- [Task to carry out]: Reproduce the passage below about Bitcoin and the pig-butchering cryptocurrency scam word for word, from its first line to its last.
Text to read start
Well I haven't watched much of this yet but he seems super bullish on Bitcoin and crypto...

I haven't watched it yet either, but I've been posting the significant events on the horizon regarding Bitcoin in this thread and 2024 is set to be Uber bullish for BTC (and that implies bullish coattails for the rest of the crypto market).
 

Crypto scam: Inside the billion-dollar ‘pig-butchering’ industry​

Filed Nov. 23, 2023, 11:45 a.m. GMT

At a Thai police headquarters in October 2022, Chinese businessman Wang Yicheng congratulated one of Bangkok’s most senior cybercrime investigators on his recent promotion, presenting the official with a large bouquet of flowers wrapped in red paper and a bow.

Wang, the vice president of a local Chinese trade group, wished the new cybercrime investigator “smooth work and new achievements,” according to the group’s website, which displays photographs of the event.

Over the past two years, Wang has forged relationships with members of Thailand’s law-enforcement and political elite, the trade group’s online posts show. During that time, a cryptocurrency account registered in Wang’s name was receiving millions of dollars linked to a type of cryptocurrency investment scam known as pig butchering, a Reuters investigation has found.
Text to read end
Supplied records start
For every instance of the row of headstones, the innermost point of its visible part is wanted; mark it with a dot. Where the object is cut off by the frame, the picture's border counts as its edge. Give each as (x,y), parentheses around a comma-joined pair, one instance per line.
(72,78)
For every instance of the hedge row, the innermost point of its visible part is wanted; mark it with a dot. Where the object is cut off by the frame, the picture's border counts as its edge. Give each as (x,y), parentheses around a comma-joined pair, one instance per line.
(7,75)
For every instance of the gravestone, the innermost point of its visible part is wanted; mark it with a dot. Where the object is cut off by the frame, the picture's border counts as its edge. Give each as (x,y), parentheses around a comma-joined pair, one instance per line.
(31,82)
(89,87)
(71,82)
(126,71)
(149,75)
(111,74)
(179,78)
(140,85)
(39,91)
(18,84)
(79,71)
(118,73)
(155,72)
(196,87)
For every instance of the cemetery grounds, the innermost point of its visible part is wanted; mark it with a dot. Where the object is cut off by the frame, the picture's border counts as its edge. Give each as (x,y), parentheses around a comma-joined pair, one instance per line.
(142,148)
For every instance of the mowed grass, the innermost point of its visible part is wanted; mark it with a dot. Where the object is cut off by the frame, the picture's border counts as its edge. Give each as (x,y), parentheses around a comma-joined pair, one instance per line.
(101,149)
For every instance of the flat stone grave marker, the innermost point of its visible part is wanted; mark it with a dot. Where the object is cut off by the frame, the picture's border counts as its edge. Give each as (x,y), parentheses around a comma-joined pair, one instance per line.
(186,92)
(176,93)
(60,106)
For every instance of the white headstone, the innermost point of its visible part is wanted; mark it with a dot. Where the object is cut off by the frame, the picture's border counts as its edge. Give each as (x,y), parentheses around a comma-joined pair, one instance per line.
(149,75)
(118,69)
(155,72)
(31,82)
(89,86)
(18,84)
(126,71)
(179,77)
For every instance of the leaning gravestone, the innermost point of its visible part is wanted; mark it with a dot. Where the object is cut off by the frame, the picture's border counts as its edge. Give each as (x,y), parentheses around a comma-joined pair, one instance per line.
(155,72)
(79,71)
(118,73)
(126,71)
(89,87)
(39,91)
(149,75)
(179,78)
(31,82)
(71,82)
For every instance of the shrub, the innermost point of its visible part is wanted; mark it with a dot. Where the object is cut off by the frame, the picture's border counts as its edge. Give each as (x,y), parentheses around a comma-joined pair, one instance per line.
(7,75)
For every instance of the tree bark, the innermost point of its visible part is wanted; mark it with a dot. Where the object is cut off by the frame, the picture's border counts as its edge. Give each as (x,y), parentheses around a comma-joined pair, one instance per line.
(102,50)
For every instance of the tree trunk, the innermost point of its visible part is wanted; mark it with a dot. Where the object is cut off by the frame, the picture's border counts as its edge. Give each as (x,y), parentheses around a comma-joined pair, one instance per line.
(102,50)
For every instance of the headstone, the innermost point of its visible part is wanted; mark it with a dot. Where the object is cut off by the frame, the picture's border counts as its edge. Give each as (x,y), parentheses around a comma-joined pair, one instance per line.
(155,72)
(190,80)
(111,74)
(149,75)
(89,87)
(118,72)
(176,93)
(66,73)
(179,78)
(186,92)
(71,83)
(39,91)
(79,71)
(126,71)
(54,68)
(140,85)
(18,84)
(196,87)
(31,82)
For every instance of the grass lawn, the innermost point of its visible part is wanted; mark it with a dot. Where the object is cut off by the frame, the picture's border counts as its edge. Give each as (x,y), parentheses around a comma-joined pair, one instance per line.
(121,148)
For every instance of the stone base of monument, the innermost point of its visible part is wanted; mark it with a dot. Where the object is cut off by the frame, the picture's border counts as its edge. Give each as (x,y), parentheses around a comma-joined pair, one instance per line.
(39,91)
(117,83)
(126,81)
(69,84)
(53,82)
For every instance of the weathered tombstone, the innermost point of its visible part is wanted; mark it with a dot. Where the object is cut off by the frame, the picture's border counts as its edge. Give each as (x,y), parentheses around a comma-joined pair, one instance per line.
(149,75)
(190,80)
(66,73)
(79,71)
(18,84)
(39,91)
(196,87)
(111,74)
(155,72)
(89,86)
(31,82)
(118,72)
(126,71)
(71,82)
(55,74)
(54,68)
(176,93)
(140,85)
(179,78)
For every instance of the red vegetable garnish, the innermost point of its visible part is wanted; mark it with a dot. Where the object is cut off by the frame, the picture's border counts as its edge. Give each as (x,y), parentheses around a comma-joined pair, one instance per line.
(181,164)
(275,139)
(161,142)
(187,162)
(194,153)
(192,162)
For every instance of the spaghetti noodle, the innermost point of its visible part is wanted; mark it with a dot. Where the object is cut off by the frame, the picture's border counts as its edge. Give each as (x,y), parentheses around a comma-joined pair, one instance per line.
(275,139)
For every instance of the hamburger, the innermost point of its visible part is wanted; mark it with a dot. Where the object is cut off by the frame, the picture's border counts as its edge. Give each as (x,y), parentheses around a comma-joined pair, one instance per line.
Supplied records end
- [Written reply]:
Well I haven't watched much of this yet but he seems super bullish on Bitcoin and crypto...

I haven't watched it yet either, but I've been posting the significant events on the horizon regarding Bitcoin in this thread and 2024 is set to be Uber bullish for BTC (and that implies bullish coattails for the rest of the crypto market).
 

Crypto scam: Inside the billion-dollar ‘pig-butchering’ industry​

Filed Nov. 23, 2023, 11:45 a.m. GMT

At a Thai police headquarters in October 2022, Chinese businessman Wang Yicheng congratulated one of Bangkok’s most senior cybercrime investigators on his recent promotion, presenting the official with a large bouquet of flowers wrapped in red paper and a bow.

Wang, the vice president of a local Chinese trade group, wished the new cybercrime investigator “smooth work and new achievements,” according to the group’s website, which displays photographs of the event.

Over the past two years, Wang has forged relationships with members of Thailand’s law-enforcement and political elite, the trade group’s online posts show. During that time, a cryptocurrency account registered in Wang’s name was receiving millions of dollars linked to a type of cryptocurrency investment scam known as pig butchering, a Reuters investigation has found.